Present as a numbered list the lines of the records below, starting at the line that contains "Mark each instance of the sunlit" and ending at the line that contains "x=984 y=841", both included, with blank lines omitted.
# start of DATASET CONTENT
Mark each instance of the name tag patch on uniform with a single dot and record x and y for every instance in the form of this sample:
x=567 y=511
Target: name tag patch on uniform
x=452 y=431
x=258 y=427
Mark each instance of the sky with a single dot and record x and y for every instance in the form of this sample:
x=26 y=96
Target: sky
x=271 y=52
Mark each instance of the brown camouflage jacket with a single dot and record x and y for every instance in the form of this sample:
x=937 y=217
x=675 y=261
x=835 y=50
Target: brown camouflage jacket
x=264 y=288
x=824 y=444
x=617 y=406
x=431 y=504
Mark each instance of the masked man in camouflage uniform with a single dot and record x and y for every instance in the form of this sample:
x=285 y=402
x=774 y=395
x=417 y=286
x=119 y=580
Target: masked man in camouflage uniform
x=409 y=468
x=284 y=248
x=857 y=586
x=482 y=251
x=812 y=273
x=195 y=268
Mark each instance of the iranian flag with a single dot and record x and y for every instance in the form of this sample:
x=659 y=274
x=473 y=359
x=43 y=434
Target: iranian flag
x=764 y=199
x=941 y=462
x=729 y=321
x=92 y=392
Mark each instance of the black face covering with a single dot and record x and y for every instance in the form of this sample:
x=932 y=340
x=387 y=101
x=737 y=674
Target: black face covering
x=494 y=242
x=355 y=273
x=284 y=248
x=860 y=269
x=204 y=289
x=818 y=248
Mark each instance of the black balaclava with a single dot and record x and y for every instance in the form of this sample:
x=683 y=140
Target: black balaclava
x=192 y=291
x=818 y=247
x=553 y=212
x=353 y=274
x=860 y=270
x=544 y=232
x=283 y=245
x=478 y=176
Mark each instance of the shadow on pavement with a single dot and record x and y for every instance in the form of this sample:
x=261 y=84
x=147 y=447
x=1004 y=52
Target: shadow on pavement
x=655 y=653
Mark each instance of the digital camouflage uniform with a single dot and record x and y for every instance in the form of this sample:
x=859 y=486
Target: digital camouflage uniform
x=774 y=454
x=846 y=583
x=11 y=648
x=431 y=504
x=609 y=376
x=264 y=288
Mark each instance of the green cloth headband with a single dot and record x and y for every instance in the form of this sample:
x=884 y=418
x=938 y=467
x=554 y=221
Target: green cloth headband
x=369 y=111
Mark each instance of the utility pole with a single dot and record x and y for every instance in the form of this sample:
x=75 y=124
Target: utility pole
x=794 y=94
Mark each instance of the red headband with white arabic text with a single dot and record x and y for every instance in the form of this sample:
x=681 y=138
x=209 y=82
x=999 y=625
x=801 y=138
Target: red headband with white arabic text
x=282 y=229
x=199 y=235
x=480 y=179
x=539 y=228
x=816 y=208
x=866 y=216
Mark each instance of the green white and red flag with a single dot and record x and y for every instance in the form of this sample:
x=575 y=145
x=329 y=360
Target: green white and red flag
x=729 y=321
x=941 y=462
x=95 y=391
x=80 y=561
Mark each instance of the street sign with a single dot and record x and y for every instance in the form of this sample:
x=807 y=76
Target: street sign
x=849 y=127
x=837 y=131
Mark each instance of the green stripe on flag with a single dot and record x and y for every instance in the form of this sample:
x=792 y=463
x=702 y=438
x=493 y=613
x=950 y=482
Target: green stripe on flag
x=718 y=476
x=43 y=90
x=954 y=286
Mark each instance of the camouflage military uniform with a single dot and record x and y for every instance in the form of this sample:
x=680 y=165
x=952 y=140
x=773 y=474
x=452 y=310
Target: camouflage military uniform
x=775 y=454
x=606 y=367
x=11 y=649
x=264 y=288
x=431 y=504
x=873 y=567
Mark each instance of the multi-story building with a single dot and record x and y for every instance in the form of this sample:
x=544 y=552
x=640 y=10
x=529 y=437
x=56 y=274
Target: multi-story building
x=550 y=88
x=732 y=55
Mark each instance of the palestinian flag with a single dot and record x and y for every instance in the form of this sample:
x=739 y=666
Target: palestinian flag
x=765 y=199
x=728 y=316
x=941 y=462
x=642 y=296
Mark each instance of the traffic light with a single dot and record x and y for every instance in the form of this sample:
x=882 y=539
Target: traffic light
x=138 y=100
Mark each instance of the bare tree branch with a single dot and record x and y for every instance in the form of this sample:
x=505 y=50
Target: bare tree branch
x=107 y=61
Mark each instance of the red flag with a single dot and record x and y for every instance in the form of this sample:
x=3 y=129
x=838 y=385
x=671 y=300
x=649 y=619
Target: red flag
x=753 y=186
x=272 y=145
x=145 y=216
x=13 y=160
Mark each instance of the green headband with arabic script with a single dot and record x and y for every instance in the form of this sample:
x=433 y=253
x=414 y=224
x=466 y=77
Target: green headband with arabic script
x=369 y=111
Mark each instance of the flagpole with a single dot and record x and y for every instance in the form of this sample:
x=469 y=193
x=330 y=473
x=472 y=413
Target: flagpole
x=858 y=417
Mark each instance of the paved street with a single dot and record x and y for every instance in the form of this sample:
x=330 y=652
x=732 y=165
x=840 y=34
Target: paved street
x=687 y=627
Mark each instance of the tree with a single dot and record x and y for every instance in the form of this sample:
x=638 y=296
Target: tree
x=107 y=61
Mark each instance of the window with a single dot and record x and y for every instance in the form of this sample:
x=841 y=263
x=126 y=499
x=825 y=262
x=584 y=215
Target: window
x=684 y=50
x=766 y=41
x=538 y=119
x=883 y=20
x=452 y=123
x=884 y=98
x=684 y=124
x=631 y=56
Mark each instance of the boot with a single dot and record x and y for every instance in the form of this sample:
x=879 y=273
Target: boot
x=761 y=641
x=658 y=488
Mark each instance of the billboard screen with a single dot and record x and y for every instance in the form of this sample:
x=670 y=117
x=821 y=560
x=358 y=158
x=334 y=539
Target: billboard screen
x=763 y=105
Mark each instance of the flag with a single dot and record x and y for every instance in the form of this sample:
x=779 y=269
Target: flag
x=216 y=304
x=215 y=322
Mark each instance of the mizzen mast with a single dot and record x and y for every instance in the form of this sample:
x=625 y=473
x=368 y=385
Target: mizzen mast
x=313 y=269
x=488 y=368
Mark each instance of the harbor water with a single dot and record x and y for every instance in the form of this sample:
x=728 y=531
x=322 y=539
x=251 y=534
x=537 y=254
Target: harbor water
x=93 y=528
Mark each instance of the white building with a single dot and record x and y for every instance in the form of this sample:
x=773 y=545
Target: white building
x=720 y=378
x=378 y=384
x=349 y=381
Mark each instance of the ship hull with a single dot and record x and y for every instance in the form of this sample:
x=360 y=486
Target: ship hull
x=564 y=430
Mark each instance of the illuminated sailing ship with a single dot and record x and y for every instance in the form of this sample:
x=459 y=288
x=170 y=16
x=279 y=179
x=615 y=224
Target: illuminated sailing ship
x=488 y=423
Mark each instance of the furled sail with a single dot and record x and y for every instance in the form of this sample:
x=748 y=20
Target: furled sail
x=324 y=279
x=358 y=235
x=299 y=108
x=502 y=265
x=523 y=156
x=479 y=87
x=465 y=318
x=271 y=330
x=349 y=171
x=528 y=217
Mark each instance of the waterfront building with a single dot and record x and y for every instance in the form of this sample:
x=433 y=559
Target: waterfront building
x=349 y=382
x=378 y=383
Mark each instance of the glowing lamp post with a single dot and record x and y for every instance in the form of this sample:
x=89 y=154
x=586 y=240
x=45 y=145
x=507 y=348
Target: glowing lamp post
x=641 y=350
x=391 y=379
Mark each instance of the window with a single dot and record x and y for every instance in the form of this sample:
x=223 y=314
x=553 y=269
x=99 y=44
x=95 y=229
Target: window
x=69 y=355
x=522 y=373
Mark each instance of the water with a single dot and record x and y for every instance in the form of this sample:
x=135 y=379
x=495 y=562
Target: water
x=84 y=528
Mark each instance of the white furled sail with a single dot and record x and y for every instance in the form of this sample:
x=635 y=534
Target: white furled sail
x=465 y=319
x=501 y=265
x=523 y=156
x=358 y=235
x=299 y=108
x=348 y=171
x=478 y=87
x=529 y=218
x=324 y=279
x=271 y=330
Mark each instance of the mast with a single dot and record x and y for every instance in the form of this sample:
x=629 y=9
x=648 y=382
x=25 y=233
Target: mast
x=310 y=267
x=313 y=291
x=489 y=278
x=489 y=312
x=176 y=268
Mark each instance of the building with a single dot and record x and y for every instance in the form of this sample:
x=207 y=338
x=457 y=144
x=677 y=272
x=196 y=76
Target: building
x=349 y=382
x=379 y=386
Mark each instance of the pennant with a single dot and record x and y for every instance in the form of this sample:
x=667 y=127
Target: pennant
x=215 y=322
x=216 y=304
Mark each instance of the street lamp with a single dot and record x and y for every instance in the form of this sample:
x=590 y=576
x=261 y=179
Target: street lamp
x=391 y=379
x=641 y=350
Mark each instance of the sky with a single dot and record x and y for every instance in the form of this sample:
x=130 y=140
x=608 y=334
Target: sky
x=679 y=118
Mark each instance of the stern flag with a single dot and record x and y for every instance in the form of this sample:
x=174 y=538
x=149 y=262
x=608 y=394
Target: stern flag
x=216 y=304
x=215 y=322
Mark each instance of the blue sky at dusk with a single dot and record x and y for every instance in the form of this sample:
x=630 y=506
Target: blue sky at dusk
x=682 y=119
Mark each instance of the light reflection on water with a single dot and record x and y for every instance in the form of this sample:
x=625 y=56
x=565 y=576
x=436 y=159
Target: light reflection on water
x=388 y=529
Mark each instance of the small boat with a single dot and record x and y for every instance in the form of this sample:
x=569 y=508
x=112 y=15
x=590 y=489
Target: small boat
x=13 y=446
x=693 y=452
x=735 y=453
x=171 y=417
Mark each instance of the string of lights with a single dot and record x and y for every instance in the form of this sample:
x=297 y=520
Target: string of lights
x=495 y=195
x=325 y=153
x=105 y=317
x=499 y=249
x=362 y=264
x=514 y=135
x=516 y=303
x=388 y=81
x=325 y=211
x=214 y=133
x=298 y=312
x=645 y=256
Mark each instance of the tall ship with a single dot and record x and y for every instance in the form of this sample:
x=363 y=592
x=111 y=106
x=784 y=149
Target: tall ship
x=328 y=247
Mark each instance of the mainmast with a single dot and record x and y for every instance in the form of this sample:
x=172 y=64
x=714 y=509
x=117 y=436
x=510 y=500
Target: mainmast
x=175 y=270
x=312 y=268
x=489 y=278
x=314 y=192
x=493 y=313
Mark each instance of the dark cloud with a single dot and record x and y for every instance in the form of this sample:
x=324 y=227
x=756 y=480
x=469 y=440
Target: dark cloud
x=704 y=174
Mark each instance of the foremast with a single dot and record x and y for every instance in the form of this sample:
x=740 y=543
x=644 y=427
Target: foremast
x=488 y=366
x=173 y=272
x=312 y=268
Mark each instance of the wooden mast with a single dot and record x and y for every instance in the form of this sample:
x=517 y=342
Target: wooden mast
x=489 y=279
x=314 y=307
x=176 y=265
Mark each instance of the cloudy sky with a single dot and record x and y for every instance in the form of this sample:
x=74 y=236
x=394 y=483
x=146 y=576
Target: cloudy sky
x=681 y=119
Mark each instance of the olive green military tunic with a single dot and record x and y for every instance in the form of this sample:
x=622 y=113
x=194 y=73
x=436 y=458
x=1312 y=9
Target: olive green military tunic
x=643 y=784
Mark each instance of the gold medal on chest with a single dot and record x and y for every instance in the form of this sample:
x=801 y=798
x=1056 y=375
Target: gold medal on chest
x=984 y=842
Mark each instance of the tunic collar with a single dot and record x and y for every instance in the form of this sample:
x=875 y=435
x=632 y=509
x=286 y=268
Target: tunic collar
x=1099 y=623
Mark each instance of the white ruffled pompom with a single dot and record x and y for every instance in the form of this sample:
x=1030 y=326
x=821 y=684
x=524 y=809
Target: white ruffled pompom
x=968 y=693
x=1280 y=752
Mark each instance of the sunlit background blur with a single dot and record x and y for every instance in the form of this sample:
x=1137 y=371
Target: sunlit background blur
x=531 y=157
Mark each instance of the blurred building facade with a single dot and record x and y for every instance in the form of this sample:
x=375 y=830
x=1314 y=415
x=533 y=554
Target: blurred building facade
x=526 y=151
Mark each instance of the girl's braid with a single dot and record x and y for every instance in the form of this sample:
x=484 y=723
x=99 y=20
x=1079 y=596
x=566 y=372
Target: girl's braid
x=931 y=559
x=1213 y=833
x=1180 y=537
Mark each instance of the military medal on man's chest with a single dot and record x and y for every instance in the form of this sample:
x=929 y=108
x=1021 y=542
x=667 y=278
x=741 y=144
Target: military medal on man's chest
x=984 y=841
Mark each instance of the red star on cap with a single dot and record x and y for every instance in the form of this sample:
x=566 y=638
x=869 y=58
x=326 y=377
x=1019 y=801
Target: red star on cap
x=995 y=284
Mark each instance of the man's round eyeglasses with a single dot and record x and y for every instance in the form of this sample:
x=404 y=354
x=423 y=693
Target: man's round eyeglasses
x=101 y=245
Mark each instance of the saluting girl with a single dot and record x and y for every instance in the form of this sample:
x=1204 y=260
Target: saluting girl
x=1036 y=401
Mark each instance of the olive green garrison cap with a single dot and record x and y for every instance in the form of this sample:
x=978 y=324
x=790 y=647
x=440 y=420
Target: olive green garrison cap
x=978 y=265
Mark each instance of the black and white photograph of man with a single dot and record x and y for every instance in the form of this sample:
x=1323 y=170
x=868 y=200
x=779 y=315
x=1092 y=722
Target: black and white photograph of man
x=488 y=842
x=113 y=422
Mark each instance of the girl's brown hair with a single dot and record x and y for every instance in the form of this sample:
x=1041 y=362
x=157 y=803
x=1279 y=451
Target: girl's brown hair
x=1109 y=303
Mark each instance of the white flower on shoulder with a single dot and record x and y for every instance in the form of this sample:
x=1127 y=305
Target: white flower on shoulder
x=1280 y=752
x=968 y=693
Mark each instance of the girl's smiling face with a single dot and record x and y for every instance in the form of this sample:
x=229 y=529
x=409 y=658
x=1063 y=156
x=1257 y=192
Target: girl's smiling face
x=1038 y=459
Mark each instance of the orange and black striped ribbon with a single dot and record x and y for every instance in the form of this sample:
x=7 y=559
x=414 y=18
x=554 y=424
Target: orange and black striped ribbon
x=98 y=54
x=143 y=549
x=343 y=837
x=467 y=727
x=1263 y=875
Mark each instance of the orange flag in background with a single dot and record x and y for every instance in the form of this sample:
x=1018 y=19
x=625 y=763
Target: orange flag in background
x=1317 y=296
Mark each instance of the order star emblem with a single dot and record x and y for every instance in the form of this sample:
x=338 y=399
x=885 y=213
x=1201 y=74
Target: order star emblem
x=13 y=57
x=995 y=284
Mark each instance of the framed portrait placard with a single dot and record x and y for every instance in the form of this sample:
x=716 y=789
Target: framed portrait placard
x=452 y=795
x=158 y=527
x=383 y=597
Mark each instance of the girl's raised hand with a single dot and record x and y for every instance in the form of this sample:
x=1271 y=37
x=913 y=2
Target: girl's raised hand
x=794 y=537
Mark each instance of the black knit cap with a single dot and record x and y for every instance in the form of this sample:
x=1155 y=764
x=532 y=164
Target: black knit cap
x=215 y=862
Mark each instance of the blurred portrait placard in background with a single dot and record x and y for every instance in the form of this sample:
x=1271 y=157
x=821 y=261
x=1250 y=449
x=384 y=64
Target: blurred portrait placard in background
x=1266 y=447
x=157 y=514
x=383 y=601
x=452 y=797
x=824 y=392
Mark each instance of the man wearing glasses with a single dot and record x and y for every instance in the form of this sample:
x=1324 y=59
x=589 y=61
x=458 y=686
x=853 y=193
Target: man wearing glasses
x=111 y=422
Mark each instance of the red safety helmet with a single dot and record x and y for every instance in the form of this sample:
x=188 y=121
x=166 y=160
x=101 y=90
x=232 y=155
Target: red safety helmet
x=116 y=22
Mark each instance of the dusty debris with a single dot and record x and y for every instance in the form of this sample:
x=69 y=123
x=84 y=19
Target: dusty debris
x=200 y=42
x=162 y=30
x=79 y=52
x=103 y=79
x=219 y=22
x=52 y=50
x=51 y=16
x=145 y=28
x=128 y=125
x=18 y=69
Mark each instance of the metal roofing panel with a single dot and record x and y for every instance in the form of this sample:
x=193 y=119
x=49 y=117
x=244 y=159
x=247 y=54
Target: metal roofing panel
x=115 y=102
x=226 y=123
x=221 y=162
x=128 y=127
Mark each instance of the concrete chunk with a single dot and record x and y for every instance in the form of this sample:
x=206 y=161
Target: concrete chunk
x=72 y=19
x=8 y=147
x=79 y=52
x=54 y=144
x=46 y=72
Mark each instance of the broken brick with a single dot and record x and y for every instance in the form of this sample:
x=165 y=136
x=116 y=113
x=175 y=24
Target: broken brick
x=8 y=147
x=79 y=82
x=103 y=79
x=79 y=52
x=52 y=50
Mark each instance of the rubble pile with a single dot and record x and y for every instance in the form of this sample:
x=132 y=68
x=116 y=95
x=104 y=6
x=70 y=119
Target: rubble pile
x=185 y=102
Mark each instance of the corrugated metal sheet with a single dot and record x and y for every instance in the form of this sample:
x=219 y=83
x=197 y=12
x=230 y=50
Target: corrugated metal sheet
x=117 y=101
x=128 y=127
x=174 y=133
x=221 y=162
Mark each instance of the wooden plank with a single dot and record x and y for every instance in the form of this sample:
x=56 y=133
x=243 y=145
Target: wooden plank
# end of DATASET CONTENT
▶ **RESULT**:
1. Mark each instance of the sunlit background blur with a single dot and record x and y for every instance in the form of this sample:
2. x=1137 y=371
3. Target: sunlit background blur
4. x=531 y=157
5. Mark each instance of the blurred building facade with a single dot and record x and y for every instance in the form of this sample:
6. x=375 y=830
7. x=1314 y=415
8. x=533 y=554
9. Target: blurred building facade
10. x=526 y=151
11. Mark each instance of the girl's braid with a single dot and record x and y for every instance in the form of this sample:
12. x=484 y=723
13. x=99 y=20
14. x=1079 y=596
15. x=566 y=372
16. Target: girl's braid
17. x=931 y=559
18. x=1213 y=833
19. x=1180 y=537
20. Mark each instance of the military medal on man's chest with a single dot and record x and y for every instance in the form of this sample:
21. x=929 y=108
22. x=1021 y=542
23. x=667 y=278
24. x=741 y=144
25. Target: military medal on man's chest
26. x=984 y=841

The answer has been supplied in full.